[TASK STATEMENT]: Among the records below, find the line that has "Where can the bird's wing"; from there, give the lines again exactly, and stop after the line that has "Where can the bird's foot".

[SUPPLIED DATA]:
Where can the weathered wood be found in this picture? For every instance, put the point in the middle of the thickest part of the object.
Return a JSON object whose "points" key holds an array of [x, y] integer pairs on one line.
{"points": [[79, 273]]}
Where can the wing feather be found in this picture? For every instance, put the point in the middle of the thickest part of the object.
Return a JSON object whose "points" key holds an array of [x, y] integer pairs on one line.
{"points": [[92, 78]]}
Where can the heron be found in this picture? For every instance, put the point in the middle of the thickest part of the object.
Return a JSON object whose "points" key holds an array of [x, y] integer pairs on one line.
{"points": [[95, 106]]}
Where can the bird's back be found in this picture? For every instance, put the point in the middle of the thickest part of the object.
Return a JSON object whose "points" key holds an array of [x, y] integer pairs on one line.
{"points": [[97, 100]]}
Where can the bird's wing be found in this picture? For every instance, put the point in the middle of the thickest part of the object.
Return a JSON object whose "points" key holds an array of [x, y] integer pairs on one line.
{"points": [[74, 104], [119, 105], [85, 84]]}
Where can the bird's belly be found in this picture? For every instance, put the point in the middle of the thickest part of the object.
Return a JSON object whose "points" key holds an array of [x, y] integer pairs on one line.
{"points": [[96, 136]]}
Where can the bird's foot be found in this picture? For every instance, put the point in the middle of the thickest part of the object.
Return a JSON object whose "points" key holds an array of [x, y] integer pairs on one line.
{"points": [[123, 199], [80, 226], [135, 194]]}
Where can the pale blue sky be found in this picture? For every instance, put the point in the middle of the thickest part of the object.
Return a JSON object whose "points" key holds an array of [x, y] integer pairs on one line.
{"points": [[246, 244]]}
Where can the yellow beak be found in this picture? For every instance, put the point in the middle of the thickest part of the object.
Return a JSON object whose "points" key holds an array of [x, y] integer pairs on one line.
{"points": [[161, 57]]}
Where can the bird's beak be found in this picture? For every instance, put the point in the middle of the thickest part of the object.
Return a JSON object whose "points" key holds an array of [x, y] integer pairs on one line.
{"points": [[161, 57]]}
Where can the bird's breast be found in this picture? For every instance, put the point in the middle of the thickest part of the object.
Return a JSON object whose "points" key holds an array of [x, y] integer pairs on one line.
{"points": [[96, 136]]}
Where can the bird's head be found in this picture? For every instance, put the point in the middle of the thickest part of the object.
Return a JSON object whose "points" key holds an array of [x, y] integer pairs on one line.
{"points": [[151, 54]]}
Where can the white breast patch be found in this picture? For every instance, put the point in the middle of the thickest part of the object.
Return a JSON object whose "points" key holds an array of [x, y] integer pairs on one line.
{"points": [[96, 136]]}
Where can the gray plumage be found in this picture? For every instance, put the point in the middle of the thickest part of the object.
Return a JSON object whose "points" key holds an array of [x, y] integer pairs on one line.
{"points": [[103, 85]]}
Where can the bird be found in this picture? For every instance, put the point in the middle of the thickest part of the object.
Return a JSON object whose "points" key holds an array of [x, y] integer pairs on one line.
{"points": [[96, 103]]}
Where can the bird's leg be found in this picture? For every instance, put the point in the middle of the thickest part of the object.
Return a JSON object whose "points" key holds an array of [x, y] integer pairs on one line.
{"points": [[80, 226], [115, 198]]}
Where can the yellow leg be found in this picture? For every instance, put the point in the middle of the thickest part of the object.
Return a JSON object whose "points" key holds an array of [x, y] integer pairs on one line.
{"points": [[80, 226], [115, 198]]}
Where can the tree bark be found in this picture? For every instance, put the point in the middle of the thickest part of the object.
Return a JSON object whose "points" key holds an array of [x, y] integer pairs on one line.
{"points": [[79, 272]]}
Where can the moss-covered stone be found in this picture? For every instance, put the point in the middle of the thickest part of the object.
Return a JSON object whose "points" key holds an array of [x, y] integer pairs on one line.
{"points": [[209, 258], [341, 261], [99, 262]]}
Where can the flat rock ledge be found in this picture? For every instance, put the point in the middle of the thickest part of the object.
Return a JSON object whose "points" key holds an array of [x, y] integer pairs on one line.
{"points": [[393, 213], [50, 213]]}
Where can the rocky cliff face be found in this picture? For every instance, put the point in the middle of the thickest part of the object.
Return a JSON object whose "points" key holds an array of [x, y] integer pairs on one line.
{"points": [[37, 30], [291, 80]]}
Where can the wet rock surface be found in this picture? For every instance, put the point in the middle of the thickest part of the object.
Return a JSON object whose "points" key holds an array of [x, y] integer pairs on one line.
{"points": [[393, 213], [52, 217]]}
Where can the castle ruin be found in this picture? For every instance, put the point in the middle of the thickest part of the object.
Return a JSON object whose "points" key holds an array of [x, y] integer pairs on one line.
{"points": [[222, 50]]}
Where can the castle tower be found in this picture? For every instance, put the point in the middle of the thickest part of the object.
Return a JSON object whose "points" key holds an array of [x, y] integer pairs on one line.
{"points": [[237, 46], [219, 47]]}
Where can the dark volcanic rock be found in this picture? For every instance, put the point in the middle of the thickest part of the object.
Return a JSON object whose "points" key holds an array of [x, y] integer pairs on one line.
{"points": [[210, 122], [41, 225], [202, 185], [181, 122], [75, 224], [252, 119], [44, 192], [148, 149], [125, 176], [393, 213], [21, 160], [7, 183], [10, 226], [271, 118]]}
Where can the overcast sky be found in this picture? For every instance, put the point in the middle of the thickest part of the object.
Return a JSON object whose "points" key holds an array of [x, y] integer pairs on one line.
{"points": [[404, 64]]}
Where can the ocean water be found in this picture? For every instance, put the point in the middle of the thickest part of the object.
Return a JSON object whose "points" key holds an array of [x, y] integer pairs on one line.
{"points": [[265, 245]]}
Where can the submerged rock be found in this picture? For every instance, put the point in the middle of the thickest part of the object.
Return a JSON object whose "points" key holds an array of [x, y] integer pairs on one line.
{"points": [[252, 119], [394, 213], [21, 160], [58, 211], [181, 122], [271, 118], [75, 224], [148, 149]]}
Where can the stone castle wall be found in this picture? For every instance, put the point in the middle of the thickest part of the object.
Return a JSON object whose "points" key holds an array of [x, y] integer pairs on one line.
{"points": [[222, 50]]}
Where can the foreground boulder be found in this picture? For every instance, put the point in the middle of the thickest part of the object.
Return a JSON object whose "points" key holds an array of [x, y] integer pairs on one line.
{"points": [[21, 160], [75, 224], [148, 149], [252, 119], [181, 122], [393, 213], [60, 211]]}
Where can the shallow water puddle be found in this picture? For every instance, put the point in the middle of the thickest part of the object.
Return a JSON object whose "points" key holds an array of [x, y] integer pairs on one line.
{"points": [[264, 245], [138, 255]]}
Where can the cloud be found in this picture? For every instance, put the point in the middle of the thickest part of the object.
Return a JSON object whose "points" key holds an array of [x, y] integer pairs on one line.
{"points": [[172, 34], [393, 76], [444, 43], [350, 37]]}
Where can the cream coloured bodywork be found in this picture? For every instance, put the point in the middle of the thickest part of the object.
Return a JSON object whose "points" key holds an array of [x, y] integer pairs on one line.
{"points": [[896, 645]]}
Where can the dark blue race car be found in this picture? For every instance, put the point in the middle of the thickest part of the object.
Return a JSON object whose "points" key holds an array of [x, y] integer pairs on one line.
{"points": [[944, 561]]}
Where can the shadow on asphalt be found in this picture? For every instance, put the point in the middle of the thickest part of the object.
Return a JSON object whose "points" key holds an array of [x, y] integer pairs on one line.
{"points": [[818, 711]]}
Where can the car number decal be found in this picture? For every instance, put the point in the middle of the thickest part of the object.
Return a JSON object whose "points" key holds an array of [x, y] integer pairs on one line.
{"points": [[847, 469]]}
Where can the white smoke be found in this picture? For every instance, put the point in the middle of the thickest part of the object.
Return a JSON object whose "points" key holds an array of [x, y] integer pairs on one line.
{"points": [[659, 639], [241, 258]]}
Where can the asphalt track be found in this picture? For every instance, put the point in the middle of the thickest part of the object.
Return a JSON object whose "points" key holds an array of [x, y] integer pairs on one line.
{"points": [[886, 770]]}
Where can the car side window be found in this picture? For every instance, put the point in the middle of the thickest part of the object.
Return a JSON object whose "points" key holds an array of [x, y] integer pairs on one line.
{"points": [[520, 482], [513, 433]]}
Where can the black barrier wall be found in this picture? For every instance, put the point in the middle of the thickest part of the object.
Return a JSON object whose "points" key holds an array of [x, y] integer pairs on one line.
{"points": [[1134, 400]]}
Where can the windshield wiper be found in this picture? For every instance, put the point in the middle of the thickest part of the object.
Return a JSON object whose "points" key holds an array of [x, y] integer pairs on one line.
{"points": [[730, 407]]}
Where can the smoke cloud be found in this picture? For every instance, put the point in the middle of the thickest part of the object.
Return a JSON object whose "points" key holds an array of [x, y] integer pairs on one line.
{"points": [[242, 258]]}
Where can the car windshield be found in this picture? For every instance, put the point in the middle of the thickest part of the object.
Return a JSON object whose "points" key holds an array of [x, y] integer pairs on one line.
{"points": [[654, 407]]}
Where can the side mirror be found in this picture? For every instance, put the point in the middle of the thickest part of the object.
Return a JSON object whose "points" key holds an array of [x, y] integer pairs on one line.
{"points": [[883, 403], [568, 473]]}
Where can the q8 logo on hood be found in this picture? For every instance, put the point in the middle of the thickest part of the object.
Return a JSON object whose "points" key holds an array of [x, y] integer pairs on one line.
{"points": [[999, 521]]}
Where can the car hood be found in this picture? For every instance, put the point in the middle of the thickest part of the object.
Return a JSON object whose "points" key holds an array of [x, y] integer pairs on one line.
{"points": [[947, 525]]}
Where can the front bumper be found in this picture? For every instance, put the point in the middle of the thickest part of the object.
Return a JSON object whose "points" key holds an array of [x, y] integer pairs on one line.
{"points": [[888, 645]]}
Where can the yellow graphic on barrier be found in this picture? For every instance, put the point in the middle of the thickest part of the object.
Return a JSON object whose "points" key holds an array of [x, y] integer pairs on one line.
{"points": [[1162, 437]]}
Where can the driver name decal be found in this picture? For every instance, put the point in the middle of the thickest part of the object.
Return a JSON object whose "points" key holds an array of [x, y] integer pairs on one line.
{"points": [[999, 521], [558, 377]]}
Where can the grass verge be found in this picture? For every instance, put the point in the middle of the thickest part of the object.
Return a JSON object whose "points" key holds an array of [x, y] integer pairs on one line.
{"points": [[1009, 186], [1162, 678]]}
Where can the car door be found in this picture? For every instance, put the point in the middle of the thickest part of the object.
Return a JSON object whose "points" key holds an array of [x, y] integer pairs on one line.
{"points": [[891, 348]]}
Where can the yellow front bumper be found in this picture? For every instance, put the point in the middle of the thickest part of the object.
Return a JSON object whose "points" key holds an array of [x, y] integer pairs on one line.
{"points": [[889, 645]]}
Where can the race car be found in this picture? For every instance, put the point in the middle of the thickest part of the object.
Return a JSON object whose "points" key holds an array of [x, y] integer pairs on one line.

[COMPLETED EXERCISE]:
Where can the bird's wing be found in this picture? For every instance, put the point in the middle of the thickest part of the object.
Return a JSON object whose "points" key holds an array of [x, y] integer pairs on one line.
{"points": [[74, 104], [119, 105], [85, 84]]}
Where can the bird's belly be found in this picture? For every instance, put the point in the middle of the thickest part of the object.
Return a JSON object whose "points" key holds an array of [x, y] integer pairs on one line.
{"points": [[96, 136]]}
Where can the bird's foot be found in this picture? For every instance, put the point in the middle of the thickest part of the object.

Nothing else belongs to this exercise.